### TASK OBJECTIVE
All lines with the word "utility" in the material below are required.

--- START ---

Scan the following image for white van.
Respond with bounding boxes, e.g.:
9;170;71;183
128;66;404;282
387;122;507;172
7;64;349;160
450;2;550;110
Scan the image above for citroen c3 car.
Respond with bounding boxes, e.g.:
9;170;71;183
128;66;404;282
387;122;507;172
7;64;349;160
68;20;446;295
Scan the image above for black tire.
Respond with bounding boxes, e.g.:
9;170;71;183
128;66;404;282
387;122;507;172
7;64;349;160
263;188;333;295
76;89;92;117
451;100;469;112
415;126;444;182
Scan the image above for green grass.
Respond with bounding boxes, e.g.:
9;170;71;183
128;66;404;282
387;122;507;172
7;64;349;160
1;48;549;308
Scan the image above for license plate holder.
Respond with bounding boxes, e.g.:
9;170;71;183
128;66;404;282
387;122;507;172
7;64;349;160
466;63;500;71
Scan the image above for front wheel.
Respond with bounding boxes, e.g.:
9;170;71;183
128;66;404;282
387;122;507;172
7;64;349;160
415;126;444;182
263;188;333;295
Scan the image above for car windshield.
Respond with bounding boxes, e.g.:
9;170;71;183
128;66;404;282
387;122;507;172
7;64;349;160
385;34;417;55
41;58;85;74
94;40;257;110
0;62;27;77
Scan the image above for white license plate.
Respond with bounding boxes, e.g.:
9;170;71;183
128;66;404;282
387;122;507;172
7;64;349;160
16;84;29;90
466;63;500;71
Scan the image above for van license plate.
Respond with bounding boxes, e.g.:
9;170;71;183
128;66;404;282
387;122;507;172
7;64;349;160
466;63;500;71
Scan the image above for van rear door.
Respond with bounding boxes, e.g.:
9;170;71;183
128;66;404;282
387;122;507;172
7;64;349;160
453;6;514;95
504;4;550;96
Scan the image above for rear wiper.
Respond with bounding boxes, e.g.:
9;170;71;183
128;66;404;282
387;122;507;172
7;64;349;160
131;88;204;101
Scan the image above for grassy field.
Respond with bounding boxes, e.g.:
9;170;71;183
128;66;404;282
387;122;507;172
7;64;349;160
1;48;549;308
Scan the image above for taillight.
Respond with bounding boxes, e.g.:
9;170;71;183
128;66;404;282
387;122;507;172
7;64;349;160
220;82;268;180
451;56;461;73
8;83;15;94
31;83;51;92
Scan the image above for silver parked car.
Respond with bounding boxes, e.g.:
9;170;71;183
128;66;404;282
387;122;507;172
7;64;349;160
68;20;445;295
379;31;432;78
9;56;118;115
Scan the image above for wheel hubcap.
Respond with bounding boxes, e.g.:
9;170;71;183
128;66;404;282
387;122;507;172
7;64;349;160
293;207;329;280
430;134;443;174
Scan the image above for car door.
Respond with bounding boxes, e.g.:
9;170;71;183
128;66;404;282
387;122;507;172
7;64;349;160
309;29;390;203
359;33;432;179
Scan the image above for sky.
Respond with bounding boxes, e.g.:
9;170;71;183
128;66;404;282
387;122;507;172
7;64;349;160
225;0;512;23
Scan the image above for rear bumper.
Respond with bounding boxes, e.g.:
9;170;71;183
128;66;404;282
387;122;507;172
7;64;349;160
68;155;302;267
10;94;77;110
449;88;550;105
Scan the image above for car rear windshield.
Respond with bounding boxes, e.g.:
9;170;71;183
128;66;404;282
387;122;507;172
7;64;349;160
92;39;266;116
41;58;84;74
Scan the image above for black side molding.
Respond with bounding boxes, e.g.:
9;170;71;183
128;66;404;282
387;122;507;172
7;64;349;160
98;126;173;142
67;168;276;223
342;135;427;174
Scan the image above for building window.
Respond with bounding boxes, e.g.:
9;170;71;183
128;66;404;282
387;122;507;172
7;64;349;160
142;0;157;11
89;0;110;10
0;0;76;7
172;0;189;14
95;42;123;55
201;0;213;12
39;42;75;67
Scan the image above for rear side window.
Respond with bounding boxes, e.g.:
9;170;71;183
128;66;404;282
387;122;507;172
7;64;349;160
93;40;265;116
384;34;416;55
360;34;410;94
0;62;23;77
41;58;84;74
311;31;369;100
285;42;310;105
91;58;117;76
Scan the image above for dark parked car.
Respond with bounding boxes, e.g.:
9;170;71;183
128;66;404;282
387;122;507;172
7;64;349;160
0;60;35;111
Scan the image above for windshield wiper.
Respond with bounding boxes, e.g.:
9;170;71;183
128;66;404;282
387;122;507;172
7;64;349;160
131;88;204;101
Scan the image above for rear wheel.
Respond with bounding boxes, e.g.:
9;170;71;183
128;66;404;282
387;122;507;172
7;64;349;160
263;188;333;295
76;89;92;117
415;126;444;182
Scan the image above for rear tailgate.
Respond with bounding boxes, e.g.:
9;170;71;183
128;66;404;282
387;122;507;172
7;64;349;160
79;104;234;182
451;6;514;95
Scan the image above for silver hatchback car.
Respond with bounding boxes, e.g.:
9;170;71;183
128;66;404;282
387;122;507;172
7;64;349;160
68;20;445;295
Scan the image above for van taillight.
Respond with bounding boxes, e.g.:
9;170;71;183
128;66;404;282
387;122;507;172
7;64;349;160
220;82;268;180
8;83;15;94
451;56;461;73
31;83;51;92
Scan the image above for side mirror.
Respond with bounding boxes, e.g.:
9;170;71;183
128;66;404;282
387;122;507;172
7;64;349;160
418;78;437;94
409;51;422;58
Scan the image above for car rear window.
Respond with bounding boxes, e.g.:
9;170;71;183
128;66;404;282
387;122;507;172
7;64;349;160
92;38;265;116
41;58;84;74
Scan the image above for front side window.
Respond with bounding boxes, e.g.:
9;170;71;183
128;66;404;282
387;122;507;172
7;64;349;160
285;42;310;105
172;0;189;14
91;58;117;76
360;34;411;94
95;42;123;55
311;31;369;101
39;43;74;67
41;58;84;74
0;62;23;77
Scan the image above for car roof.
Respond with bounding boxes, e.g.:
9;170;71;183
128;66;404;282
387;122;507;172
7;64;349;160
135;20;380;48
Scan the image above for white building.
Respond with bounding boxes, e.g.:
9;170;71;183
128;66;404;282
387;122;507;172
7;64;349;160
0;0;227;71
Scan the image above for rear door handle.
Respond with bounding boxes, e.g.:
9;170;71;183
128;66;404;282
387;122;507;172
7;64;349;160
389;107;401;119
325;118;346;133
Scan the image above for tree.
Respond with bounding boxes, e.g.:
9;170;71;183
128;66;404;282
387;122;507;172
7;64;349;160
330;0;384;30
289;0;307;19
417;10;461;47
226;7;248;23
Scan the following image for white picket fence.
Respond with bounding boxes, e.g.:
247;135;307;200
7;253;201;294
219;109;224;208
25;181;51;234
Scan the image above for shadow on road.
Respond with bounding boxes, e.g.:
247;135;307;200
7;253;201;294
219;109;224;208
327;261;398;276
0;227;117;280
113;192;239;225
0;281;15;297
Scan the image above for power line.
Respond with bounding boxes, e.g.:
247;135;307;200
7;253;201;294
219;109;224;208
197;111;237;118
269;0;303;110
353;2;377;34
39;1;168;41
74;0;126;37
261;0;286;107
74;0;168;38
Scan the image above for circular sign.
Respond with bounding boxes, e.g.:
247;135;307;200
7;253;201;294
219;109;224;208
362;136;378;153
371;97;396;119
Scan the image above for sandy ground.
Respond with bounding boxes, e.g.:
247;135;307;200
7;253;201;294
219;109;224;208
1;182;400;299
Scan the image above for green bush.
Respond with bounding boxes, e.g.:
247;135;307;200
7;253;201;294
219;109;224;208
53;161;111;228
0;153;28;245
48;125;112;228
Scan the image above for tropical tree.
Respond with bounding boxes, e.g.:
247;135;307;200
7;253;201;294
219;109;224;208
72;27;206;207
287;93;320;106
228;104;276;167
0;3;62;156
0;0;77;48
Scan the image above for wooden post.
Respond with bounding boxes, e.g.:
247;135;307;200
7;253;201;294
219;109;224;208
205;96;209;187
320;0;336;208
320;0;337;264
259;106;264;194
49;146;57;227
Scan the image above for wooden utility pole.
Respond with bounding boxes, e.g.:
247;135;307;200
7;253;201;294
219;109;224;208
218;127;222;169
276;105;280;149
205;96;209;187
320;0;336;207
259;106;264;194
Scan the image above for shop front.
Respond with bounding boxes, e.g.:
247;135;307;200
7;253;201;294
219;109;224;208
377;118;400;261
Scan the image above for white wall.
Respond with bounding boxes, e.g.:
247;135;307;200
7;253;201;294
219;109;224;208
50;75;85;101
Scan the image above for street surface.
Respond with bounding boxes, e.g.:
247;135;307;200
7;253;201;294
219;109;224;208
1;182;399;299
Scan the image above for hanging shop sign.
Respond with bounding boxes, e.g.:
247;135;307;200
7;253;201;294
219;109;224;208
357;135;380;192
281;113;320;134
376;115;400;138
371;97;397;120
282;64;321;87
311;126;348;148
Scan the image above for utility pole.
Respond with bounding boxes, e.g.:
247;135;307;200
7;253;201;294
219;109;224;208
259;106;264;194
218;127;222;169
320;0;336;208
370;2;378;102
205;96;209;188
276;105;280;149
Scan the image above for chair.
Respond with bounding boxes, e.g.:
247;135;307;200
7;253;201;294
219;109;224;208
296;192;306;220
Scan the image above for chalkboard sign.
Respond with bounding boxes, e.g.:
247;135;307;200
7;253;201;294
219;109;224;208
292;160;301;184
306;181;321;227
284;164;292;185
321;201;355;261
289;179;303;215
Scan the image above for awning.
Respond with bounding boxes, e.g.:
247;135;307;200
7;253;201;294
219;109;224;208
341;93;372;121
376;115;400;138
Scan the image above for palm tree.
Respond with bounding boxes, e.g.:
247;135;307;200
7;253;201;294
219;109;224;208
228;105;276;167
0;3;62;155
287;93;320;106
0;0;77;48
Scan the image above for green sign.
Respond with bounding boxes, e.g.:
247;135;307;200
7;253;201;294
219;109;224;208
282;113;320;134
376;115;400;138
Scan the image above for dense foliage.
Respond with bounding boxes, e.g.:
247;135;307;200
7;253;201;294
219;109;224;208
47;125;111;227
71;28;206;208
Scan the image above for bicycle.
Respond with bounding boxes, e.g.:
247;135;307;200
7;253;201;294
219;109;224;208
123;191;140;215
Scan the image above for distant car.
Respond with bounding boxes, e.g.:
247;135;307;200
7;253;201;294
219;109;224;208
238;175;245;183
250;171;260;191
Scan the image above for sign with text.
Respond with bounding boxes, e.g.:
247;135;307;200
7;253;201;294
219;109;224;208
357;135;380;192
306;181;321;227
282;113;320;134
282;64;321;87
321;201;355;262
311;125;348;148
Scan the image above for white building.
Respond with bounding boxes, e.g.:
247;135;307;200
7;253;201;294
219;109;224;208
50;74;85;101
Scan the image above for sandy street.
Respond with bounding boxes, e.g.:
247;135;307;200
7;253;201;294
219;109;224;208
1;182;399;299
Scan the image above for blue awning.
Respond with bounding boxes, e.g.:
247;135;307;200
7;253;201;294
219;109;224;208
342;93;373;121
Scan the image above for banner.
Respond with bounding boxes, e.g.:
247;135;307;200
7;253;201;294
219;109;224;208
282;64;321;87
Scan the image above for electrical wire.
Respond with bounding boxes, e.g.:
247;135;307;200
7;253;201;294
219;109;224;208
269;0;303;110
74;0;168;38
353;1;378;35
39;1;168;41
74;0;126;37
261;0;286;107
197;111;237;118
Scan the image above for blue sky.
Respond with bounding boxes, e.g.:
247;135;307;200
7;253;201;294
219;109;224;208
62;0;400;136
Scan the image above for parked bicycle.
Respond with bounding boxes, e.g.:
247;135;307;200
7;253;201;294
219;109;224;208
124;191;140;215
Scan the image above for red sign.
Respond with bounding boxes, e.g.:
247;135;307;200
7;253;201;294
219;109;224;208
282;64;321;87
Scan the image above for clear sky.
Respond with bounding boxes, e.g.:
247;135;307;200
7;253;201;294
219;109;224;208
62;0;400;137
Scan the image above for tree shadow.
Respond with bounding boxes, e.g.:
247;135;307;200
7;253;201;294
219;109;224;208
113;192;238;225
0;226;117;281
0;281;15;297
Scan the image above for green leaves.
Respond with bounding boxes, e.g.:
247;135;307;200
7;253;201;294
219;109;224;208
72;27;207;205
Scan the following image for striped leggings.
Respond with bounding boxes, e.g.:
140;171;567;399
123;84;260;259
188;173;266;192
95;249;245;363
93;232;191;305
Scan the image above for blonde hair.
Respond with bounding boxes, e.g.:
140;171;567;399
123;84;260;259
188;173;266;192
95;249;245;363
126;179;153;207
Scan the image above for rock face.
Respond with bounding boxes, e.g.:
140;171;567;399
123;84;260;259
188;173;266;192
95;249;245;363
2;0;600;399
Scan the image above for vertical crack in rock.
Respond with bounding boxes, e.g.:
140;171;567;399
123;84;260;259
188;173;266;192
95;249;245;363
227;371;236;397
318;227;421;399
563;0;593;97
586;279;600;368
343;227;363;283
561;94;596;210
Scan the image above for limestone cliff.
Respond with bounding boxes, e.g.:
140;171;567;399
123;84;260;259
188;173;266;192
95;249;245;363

--- END ---

### TASK SOLUTION
Scan the image above for wooden utility pole.
Scan the image above for utility pole.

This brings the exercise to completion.